Textabschnitt
::::::
Das leuchtet ein, möchte ich spontan sagen. Doch bin ich im gleichen Augenblick erschrocken. Johannes ist ja nicht nur eine historische Figur, die ihre Zeit und ihre Situation gehabt hat. Er gehört in die Geschichte Jesu hinein, ist Träger der göttlichen Botschaft von der Umkehr. Gilt die nicht auch mir und meiner Zeit?

Nach den so schroffen Sätzen folgt nun eine erstaunliche Antwort auf die Frage der Leute: "Was sollen wir denn tun?"

"Und die Menge fragte ihn und sprach: Was sollen wir denn tun?
Er antwortete und sprach zu ihnen: Wer zwei Hemden hat, der gebe dem, der keines hat; und wer zu essen hat, tue ebenso.
Es kamen auch die Zöllner, um sich taufen zu lassen, und sprachen zu ihm: Meister, was sollen denn wir tun?
Er sprach zu ihnen: Fordert nicht mehr, als euch vorgeschrieben ist!
::::::
Erfasste Daten
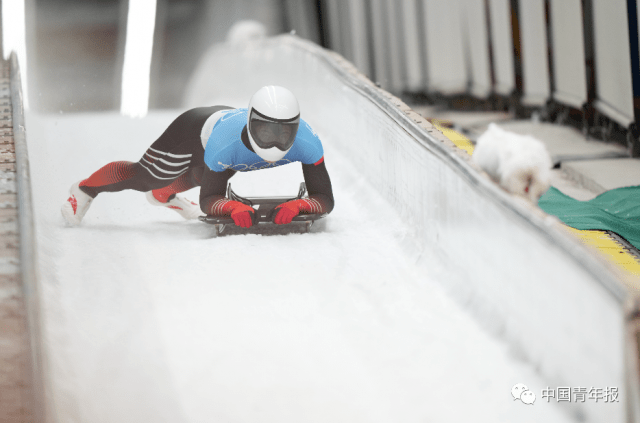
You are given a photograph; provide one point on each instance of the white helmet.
(273, 121)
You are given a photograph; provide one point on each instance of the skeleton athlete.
(205, 147)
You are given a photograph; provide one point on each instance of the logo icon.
(521, 392)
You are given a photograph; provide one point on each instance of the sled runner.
(265, 211)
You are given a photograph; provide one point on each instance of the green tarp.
(617, 210)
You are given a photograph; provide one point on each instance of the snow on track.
(149, 319)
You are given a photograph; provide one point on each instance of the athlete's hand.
(241, 213)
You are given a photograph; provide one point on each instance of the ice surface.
(149, 319)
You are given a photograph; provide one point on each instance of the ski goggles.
(269, 132)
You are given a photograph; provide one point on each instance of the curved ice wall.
(516, 269)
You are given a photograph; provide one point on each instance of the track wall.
(513, 267)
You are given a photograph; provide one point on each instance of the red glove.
(241, 213)
(287, 211)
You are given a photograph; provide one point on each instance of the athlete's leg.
(166, 196)
(189, 180)
(118, 176)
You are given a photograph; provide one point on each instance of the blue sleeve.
(308, 145)
(214, 160)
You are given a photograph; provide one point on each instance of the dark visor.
(268, 132)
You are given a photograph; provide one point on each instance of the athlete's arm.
(318, 184)
(320, 198)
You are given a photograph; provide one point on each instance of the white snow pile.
(519, 163)
(246, 30)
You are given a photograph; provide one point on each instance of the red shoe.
(76, 206)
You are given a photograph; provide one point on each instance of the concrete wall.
(514, 268)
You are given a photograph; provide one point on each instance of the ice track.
(149, 320)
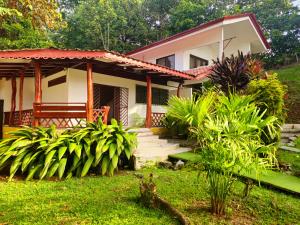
::::::
Aufgabenstellung
[A] Was soll laut dem Textabschnitt derjenige tun, der zwei Hemden hat?
[B] Gib jede Zeile der Einträge an, in der die Zeichenfolge „white“ vorkommt. Dabei ist auf Groß- und Kleinschreibung zu achten.

Lösungen
[A] Er soll dem eines geben, der keines hat.

[B]
You are given a photograph; provide one point on each instance of the white helmet.
You are given a photograph; provide one point on each instance of the white snow pile.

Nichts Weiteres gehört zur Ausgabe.